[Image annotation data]
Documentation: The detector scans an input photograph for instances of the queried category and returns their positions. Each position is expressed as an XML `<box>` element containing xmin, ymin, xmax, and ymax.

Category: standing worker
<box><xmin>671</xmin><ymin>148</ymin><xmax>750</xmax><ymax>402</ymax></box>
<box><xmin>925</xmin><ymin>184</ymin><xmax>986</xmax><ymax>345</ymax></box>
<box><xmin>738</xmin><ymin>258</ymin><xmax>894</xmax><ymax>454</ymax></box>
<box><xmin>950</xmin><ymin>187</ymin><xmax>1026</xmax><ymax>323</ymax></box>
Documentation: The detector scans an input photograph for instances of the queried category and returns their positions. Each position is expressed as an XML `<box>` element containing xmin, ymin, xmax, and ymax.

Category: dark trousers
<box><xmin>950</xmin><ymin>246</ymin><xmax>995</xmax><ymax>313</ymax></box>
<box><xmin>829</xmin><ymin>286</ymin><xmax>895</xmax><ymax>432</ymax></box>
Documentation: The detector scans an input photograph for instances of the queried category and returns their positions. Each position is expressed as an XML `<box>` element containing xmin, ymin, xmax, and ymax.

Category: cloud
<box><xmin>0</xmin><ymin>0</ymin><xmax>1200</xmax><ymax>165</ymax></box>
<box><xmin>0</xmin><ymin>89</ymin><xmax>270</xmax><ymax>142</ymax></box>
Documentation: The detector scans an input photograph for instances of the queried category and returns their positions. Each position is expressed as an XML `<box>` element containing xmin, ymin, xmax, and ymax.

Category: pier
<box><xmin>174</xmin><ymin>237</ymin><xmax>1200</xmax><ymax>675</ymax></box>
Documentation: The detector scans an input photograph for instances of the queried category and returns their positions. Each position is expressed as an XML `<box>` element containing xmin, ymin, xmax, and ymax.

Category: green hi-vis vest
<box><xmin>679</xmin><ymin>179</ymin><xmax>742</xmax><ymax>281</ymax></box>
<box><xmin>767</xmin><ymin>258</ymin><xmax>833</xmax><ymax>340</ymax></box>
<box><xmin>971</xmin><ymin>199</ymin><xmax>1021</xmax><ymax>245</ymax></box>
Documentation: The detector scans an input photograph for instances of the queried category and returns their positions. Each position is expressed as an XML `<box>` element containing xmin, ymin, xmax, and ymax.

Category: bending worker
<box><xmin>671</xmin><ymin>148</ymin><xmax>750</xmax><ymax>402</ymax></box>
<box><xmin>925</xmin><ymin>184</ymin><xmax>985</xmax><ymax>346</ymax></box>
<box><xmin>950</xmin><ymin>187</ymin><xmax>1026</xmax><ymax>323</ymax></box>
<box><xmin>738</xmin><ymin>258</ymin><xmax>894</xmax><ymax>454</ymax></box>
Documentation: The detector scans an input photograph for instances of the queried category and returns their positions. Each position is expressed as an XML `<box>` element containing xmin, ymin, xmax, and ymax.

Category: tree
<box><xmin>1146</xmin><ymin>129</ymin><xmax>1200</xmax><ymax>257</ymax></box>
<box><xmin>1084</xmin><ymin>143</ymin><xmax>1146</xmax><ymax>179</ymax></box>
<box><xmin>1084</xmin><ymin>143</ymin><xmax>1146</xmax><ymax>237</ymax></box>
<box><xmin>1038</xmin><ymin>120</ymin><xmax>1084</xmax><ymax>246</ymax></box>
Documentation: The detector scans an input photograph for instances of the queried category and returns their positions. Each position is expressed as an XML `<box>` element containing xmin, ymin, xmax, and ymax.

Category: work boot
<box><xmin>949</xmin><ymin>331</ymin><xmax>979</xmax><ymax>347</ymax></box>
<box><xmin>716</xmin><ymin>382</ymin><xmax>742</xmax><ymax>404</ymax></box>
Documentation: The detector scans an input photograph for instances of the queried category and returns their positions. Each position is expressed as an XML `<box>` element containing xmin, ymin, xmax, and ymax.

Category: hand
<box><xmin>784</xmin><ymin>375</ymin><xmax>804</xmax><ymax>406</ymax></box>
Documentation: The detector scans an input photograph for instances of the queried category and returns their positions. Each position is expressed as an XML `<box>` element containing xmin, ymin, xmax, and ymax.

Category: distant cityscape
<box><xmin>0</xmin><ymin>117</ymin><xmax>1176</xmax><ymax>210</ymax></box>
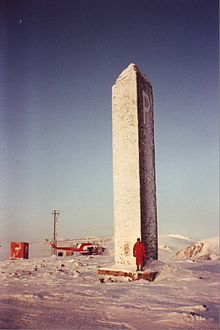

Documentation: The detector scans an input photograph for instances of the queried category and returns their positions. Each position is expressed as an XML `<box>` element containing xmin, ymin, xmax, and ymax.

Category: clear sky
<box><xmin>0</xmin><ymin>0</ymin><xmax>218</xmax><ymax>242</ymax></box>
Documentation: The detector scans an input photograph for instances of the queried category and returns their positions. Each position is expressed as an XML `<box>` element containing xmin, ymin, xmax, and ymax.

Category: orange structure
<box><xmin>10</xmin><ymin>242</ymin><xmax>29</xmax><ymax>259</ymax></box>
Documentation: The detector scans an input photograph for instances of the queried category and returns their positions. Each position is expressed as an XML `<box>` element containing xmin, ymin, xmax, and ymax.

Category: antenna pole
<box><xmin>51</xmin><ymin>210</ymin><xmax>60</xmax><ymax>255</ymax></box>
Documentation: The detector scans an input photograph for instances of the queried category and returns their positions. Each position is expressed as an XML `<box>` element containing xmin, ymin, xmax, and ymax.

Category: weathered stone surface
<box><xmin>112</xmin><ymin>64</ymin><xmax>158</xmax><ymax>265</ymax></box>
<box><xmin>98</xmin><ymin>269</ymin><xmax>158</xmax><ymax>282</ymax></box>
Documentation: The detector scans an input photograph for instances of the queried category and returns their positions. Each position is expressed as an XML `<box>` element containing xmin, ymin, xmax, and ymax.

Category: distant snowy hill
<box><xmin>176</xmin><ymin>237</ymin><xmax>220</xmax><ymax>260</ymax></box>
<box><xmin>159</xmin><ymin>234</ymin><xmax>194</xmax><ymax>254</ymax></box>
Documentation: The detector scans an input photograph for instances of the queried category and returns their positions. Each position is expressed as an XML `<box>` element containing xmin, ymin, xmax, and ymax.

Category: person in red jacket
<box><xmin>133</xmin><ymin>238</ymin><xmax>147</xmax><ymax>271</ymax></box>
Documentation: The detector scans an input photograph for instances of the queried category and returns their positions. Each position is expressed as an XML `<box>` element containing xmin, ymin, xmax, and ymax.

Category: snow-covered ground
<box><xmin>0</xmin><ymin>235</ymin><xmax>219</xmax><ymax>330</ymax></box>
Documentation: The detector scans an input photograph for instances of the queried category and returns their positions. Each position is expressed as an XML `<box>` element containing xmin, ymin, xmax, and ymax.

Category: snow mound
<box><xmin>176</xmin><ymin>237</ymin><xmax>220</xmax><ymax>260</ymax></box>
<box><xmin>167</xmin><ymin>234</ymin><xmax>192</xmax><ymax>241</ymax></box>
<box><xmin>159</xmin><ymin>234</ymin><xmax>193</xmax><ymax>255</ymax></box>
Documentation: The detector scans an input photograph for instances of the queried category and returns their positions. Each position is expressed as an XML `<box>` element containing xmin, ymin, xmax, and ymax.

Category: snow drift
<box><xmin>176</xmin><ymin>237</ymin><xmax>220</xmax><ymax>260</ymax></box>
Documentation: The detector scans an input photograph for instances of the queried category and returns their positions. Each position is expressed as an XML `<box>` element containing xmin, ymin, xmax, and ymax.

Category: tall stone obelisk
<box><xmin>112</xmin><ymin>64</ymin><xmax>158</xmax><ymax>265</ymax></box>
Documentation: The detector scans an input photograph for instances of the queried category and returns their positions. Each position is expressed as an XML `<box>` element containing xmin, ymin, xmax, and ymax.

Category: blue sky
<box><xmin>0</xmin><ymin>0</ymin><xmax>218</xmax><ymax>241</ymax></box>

# To do
Please list every line of the records above that contains the word "worker", matching its case exactly.

# Problem solution
Category: standing worker
Category: bending worker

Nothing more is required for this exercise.